*CONSIGNE*. Indiquez combien de lignes des entrées contiennent la chaîne « striped », en tenant compte de la casse. Donnez uniquement ce nombre.

*DONNÉES D'ENTRÉE*.
>>>>

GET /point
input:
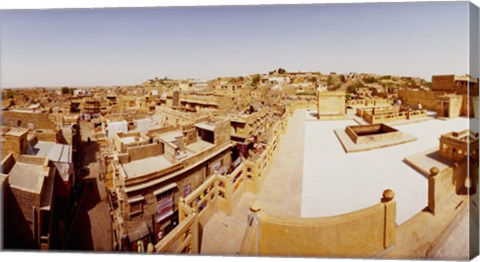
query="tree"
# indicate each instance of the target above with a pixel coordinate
(369, 79)
(10, 93)
(65, 90)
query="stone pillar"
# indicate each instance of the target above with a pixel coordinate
(195, 248)
(228, 194)
(181, 209)
(150, 248)
(431, 189)
(390, 215)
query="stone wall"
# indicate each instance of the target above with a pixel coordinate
(46, 135)
(144, 151)
(428, 99)
(361, 233)
(222, 132)
(22, 119)
(331, 105)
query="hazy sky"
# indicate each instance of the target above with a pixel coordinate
(117, 46)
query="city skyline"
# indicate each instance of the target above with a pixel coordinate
(127, 46)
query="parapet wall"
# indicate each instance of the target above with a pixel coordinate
(144, 151)
(23, 119)
(428, 99)
(361, 233)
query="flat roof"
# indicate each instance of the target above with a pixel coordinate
(53, 151)
(170, 136)
(205, 126)
(146, 166)
(199, 146)
(335, 182)
(16, 132)
(27, 177)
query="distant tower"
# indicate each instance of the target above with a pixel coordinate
(176, 99)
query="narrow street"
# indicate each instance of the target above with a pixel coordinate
(91, 229)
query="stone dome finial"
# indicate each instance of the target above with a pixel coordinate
(388, 195)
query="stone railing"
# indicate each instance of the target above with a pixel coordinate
(362, 233)
(218, 192)
(396, 116)
(183, 238)
(445, 184)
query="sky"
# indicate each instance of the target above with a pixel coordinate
(127, 46)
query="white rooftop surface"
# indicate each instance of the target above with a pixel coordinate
(146, 166)
(128, 139)
(335, 182)
(27, 177)
(55, 152)
(199, 146)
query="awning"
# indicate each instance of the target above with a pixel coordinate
(164, 215)
(137, 230)
(135, 199)
(165, 189)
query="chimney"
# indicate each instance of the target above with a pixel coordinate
(16, 141)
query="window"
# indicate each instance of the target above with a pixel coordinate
(136, 208)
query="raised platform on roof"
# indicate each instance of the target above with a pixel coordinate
(27, 177)
(146, 166)
(423, 161)
(350, 146)
(352, 181)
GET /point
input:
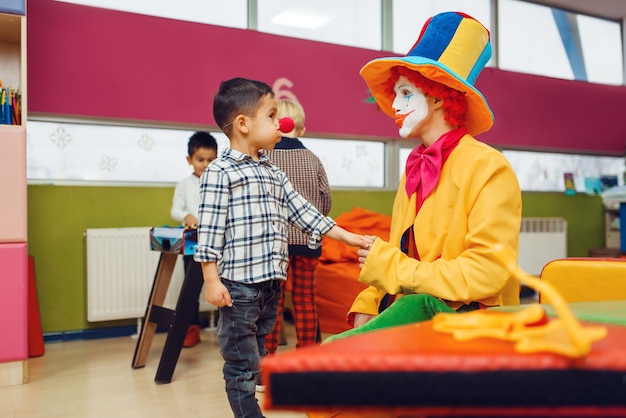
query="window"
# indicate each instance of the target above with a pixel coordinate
(73, 152)
(346, 22)
(231, 13)
(544, 49)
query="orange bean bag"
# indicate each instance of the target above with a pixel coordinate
(338, 270)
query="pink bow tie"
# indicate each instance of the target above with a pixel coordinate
(423, 167)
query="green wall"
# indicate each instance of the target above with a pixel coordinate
(59, 215)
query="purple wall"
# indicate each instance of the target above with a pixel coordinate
(95, 63)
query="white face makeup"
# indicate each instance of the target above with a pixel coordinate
(410, 105)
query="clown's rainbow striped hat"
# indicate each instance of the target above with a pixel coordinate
(452, 49)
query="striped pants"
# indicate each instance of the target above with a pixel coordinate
(301, 277)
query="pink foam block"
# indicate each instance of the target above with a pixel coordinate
(13, 302)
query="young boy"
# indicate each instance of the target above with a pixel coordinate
(201, 151)
(307, 174)
(246, 207)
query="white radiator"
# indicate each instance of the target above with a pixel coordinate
(541, 240)
(120, 272)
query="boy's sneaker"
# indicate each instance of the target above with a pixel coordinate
(193, 336)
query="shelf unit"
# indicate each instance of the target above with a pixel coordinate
(13, 209)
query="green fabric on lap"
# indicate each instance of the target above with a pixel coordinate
(408, 309)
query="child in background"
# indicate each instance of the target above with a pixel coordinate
(246, 207)
(201, 151)
(307, 174)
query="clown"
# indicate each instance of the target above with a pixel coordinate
(458, 199)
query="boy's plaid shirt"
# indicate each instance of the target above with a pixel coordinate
(245, 209)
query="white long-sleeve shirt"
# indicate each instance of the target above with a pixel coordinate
(186, 198)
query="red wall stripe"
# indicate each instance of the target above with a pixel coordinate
(96, 63)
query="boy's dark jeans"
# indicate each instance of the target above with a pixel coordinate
(241, 331)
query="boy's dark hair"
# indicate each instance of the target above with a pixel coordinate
(201, 139)
(238, 96)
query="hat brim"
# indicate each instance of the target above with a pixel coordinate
(377, 72)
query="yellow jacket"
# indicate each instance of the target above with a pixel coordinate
(476, 205)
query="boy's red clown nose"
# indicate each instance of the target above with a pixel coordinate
(286, 125)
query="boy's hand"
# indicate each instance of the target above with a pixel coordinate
(190, 221)
(216, 294)
(362, 252)
(214, 291)
(350, 238)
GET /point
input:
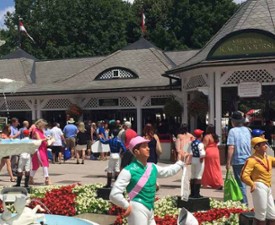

<<<<

*SOLUTION DÉTAILLÉE*. 2